**Exercise instructions:**
The records appear below. Set down exactly each line from the one that contains "Tag every instance of the candle flame" through the last, both included.
== Material to process ==
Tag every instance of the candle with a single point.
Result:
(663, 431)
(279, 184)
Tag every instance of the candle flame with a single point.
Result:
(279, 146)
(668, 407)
===
**Written reply:**
Tag every instance of the candle flame with a single point.
Result:
(279, 146)
(668, 407)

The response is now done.